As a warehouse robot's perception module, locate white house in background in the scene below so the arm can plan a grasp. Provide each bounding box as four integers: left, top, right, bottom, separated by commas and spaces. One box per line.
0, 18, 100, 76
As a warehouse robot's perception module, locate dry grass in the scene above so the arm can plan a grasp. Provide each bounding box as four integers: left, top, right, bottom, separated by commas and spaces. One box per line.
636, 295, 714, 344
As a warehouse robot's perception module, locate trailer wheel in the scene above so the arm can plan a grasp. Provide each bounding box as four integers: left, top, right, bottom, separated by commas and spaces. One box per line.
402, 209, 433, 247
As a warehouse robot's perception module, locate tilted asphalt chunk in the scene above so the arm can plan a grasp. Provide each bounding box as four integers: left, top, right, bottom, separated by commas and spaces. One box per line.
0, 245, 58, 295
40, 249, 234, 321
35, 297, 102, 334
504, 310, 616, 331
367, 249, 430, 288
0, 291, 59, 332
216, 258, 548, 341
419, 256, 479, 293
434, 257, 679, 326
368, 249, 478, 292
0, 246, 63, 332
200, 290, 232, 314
-----
◆ How to complete this task: Go through the listing above and restate it word for word.

◆ Solution to this problem:
As a warehouse robot's perception module, locate white house in background in the scene below so the arm can plan a grasp. Provide each bounding box as four integers: left, top, right, bottom, separated by commas and spaces. One box per line.
0, 18, 100, 76
As a warehouse robot's perception module, locate dry grass in the scene above so the arm can plan a grasp. Provide each bounding box as four integers: left, top, right, bottom, separated by commas and spaces. One box per line.
636, 295, 714, 344
As a warehouse robot's perception module, locate trailer wheel in the scene above so the arm can plan a grasp. Provide each bounding box as four integers: left, top, right, bottom, separated by commas and spaces. One box per line.
402, 209, 433, 247
As a warehouse robot's perception module, locate tilted asphalt chunk in the scene above so the arm can plan a grasp. Provide each bounding box as four integers: left, top, right, bottom, separated by commas and spaces. One box per line.
0, 245, 58, 295
40, 249, 234, 321
35, 297, 102, 334
504, 310, 616, 331
367, 249, 430, 288
0, 291, 59, 332
216, 258, 548, 341
419, 256, 479, 293
434, 257, 679, 326
368, 249, 478, 292
0, 246, 63, 332
200, 290, 232, 314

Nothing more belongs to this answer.